## Extrait à lire
╔══

Ainsi, en 1 Corinthiens 12, on observe un mouvement de décentrement de soi : Paul invite ses lecteurs à avoir une pratique des « choses de l’Esprit » qui n’est pas centrée sur soi, mais sur le Dieu trinitaire (1 Co 12.4-11) et sur les autres membres qui composent le Corps du Christ (1 Co 12.12-30). On est à l’opposé d’une pratique religieuse utilitaire où la vie de l’Esprit serait considérée comme le moyen d’obtenir ce que je veux ou ce dont j’ai besoin.

Il n’y a pas de vie prophétique sans amour (1 Corinthiens 13)

Ce décentrement de soi se prolonge avec le chapitre 13. Le célèbre hymne à l’amour est directement lié à la question de la mise en œuvre des « choses de l’Esprit ». « Parler les langues des anges et des humains », la « prophétie », la « foi qui déplace les montagnes » ne servent à rien « si je n’ai pas l’amour » (1 Co 13.1-2).  L’aspiration aux dons spirituels ou aux choses de l’Esprit ne peut pas être déconnectée de l’amour, « voie par excellence » (1 Co 14.1). Par conséquent, les « choses de l’Esprit » sont appelées à se vivre en « ne cherchant pas son propre intérêt » (1 Co 13.5) mais celui de son prochain.

╚══

## Lignes de données
╔══

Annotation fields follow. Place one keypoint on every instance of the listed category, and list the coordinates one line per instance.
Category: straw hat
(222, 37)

╚══

## Consignes de l'exercice
1. Indiquez par oui ou par non si chaque affirmation s'accorde avec l'extrait sur 1 Corinthiens. Citez mot pour mot le passage qui tranche. (a) La « foi qui déplace les montagnes » ne sert à rien sans l'amour. (b) La vie de l'Esprit y est présentée comme un moyen d'obtenir ce dont on a besoin. (c) Paul oriente la pratique des « choses de l'Esprit » vers le Dieu trinitaire et vers les autres membres du Corps du Christ.
2. Veuillez résumer sous forme de liste le paragraphe de l'extrait sur 1 Corinthiens qui commence par « Ce décentrement de soi se prolonge », en gardant ses faits principaux.

## Corrigé de l'exercice
1.
(a) Oui : « ne servent à rien « si je n’ai pas l’amour » ».
(b) Non : « On est à l’opposé d’une pratique religieuse utilitaire où la vie de l’Esprit serait considérée comme le moyen d’obtenir ce que je veux ou ce dont j’ai besoin. »
(c) Oui : « qui n’est pas centrée sur soi, mais sur le Dieu trinitaire (1 Co 12.4-11) et sur les autres membres qui composent le Corps du Christ (1 Co 12.12-30) ».

2.
- Le décentrement de soi se poursuit au chapitre 13. Le célèbre hymne à l’amour y est directement lié à la mise en œuvre des « choses de l’Esprit ».
- Parler les langues des anges et des humains, la prophétie et la foi qui déplace les montagnes ne servent à rien sans l’amour (1 Co 13.1-2).
- L’aspiration aux dons spirituels ne peut pas être séparée de l’amour, « voie par excellence » (1 Co 14.1).
- Les « choses de l’Esprit » doivent donc se vivre sans chercher son propre intérêt, mais celui de son prochain (1 Co 13.5).